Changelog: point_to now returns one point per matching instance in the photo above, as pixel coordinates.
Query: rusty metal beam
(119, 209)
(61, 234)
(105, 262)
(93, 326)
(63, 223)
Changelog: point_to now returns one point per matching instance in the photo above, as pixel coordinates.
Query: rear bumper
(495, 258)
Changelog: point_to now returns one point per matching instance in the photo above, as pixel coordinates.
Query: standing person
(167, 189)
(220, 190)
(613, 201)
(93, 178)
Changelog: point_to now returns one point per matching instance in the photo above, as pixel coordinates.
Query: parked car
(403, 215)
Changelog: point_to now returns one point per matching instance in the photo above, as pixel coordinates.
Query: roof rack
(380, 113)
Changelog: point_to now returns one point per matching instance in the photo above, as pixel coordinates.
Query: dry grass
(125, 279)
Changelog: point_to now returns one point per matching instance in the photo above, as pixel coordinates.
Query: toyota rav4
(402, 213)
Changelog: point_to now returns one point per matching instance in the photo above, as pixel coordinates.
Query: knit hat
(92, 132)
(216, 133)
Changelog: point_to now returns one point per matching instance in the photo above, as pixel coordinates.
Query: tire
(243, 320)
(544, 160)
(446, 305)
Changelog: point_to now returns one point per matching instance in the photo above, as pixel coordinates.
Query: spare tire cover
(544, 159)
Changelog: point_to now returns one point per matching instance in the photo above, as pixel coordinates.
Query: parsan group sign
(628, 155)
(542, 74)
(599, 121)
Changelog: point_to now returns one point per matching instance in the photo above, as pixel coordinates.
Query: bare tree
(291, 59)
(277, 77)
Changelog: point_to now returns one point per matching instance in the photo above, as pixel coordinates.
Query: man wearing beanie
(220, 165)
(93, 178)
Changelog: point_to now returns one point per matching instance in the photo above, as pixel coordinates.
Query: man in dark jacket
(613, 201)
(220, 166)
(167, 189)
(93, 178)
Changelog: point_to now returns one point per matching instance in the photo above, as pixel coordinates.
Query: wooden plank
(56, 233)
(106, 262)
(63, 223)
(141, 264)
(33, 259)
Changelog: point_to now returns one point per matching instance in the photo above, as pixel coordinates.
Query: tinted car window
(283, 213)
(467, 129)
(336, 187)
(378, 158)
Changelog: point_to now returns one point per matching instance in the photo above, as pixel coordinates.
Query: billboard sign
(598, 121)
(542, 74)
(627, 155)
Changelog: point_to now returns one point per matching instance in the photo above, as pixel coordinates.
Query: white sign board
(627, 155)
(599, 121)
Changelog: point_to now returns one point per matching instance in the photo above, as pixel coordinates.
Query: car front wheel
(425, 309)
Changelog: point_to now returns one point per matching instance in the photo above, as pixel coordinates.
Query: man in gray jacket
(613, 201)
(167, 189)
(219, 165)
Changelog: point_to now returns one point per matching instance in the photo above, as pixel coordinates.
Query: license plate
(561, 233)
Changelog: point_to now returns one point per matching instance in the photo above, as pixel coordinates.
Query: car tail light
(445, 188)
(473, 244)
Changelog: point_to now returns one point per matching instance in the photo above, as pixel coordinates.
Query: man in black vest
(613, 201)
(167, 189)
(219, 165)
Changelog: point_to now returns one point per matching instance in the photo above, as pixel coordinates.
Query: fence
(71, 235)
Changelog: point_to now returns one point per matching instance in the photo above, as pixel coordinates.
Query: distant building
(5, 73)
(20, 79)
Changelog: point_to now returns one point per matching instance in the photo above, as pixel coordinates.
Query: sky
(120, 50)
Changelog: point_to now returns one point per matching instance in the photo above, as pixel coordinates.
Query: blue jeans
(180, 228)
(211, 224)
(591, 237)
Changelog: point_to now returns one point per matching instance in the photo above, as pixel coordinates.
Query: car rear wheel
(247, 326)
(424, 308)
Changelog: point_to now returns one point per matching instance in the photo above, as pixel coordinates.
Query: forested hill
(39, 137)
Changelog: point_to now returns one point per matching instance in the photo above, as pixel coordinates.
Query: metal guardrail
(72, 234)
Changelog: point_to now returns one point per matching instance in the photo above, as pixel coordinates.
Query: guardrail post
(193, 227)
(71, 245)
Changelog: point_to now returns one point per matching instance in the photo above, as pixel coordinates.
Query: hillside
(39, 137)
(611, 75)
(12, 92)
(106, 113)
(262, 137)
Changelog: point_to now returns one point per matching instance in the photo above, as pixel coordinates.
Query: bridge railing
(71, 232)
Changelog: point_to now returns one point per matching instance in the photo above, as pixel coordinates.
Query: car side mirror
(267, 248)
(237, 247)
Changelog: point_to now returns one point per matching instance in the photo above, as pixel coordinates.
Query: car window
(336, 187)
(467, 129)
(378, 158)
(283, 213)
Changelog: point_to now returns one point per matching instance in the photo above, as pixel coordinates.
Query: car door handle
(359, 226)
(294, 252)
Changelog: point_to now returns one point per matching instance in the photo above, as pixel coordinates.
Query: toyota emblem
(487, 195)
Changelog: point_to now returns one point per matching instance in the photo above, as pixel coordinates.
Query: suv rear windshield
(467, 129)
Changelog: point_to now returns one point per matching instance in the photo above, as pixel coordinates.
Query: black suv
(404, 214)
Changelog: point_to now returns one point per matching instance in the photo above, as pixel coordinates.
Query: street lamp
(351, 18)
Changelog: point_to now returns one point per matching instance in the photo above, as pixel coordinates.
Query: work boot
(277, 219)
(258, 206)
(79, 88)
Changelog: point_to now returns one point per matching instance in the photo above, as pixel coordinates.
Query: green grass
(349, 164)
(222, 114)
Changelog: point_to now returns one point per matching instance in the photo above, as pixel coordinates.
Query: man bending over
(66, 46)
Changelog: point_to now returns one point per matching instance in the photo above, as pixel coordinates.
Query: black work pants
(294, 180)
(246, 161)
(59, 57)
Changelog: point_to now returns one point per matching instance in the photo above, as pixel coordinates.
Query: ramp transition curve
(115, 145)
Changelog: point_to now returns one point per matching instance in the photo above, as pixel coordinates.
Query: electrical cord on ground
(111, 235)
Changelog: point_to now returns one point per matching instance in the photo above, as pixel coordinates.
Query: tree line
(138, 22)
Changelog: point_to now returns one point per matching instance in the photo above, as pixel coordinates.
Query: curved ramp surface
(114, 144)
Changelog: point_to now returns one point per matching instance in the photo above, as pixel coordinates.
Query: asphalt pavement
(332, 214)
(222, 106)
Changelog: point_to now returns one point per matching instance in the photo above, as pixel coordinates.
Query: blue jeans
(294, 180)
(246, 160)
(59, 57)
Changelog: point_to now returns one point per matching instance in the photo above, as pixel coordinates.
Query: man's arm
-*-*-
### Problem to solve:
Make an exact copy of the records.

### Task response:
Changelog: point_to now returns one point per matching instance in the photo above, as pixel coordinates.
Query: rusty metal beam
(119, 209)
(61, 234)
(105, 262)
(93, 326)
(63, 223)
Changelog: point_to now returns one point per matching instance in the photo above, as pixel coordinates.
Query: rear bumper
(495, 258)
Changelog: point_to now returns one point per matching instance in the photo above, as pixel coordinates.
Query: standing person
(167, 189)
(220, 190)
(613, 201)
(93, 178)
Changelog: point_to now returns one point per matching instance in the photo above, as pixel coordinates.
Query: parked car
(403, 215)
Changelog: point_to now returns one point per matching instance in the photo above, as pixel coordinates.
Query: roof rack
(380, 113)
Changelog: point_to now returns one point per matching instance in the photo above, as pixel coordinates.
Query: dry grass
(125, 279)
Changelog: point_to now returns one point per matching instance in the photo above, as pixel coordinates.
Query: toyota rav4
(402, 213)
Changelog: point_to now returns one point per matching instance in the photo above, as pixel coordinates.
Query: knit hat
(92, 132)
(216, 133)
Changelog: point_to now returns one point per matching instance in the photo above, as pixel coordinates.
Query: tire
(243, 320)
(544, 160)
(446, 305)
Changelog: point_to now returns one point per matching instance in the photo above, as pixel coordinates.
Query: spare tire cover
(544, 159)
Changelog: point_to now returns one point per matching instance in the photo above, as pixel coordinates.
Query: parsan group sign
(628, 155)
(542, 74)
(599, 121)
Changelog: point_to now returns one point per matching instance in the photo above, as pixel coordinates.
Query: bare tree
(291, 59)
(277, 77)
Changelog: point_to now returns one point per matching instance in the photo above, as pixel coordinates.
Query: man wearing beanie
(220, 165)
(93, 178)
Changelog: point_to now returns one point per matching instance in the photo above, as pixel coordinates.
Query: man in dark jacket
(613, 201)
(220, 166)
(167, 189)
(93, 178)
Changelog: point_to now returns one point per matching instance in the photo above, as pixel coordinates.
Query: wooden plank
(56, 233)
(106, 262)
(63, 223)
(141, 264)
(33, 259)
Changelog: point_to now returns one point per matching instance in the photo above, as pixel coordinates.
Query: tinted car window
(283, 213)
(467, 129)
(336, 187)
(378, 158)
Changelog: point_to now returns one point per matching instance in the photo above, as pixel coordinates.
Query: billboard sign
(598, 121)
(542, 74)
(627, 155)
Changelog: point_to now returns one point per matching instance in the photo above, as pixel coordinates.
Query: white sign board
(627, 155)
(599, 121)
Changelog: point_to now returns one point per matching instance in the photo above, as pixel coordinates.
Query: car front wheel
(425, 309)
Changelog: point_to now returns one point per matching instance in the photo above, as pixel coordinates.
Query: man in gray jacket
(613, 201)
(167, 189)
(219, 165)
Changelog: point_to now returns one point per matching instance in the photo above, as pixel coordinates.
Query: license plate
(561, 233)
Changelog: point_to now returns one point per matching instance in the photo above, as pixel coordinates.
Query: car tail light
(445, 188)
(473, 244)
Changelog: point_to now returns one point per matching instance in the photo above, as pixel coordinates.
Query: man in black vest
(613, 201)
(167, 189)
(219, 165)
Changelog: point_to now returns one point per matching instance in the photo above, as pixel coordinates.
Query: fence
(71, 235)
Changelog: point_to now returns one point per matching instance in the photo above, as pixel coordinates.
Query: distant building
(5, 73)
(20, 79)
Changelog: point_to now returns one point per matching instance in the photo above, as pixel coordinates.
Query: sky
(120, 50)
Changelog: point_to now returns one point per matching instance in the photo above, as pixel coordinates.
Query: blue jeans
(180, 228)
(211, 224)
(591, 237)
Changelog: point_to now returns one point per matching instance in the photo above, as pixel coordinates.
Query: car rear wheel
(247, 326)
(424, 308)
Changelog: point_to now returns one point per matching instance in the photo above, as pixel coordinates.
Query: forested hill
(39, 137)
Changelog: point_to now returns one point per matching instance in the photo above, as pixel coordinates.
Query: metal guardrail
(72, 234)
Changelog: point_to now returns one point per matching instance in the photo above, as pixel coordinates.
Query: guardrail post
(193, 227)
(71, 245)
Changelog: point_to now returns one point per matching instance in the photo above, as pixel coordinates.
Query: hillside
(39, 137)
(611, 75)
(12, 92)
(106, 113)
(262, 137)
Changelog: point_to now returns one point per matching instance in the photo above, as pixel coordinates.
Query: bridge railing
(71, 232)
Changelog: point_to now returns one point per matching instance in the photo above, as pixel coordinates.
Query: car side mirror
(267, 248)
(237, 247)
Changelog: point_to now returns one point per matching instance in the photo above, as pixel coordinates.
Query: car window
(336, 187)
(467, 129)
(378, 158)
(283, 213)
Changelog: point_to now returns one point per matching instance in the photo above, as pixel coordinates.
Query: car door handle
(359, 226)
(294, 252)
Changelog: point_to now returns one point per matching instance in the photo above, as pixel coordinates.
Query: toyota emblem
(487, 195)
Changelog: point_to now returns one point per matching instance in the photo above, as pixel coordinates.
Query: suv rear windshield
(467, 129)
Changelog: point_to now returns one point per matching instance in the photo above, as pixel coordinates.
Query: black suv
(404, 214)
Changelog: point_to now returns one point per matching instance in the photo above, as pixel coordinates.
Query: street lamp
(351, 18)
Changelog: point_to now returns one point per matching instance in the photo above, as pixel coordinates.
Query: work boot
(277, 219)
(258, 206)
(79, 88)
Changelog: point_to now returns one point per matching instance in the photo above, as pixel coordinates.
Query: green grass
(349, 164)
(222, 114)
Changelog: point_to now returns one point per matching instance in the photo above, as pixel coordinates.
Query: man bending over
(66, 46)
Changelog: point_to now returns one point per matching instance in the photo above, as pixel coordinates.
Query: black work pants
(294, 180)
(246, 161)
(59, 57)
Changelog: point_to now returns one point per matching instance in the photo above, as pixel coordinates.
Query: ramp transition curve
(115, 145)
Changelog: point_to now returns one point per matching instance in the photo above, as pixel coordinates.
Query: electrical cord on ground
(111, 235)
Changelog: point_to now returns one point per matching instance in the photo above, as pixel coordinates.
Query: tree line
(138, 22)
Changelog: point_to now returns one point per matching instance in the photo above, as pixel coordinates.
Query: curved ramp surface
(114, 144)
Changelog: point_to now returns one point per matching instance in the photo above, as pixel coordinates.
Query: asphalt pavement
(332, 214)
(222, 106)
Changelog: point_to now returns one point per matching instance in the photo above, as pixel coordinates.
Query: blue jeans
(294, 180)
(246, 160)
(59, 57)
Changelog: point_to now returns one point per matching instance in the photo above, as pixel coordinates.
Query: man's arm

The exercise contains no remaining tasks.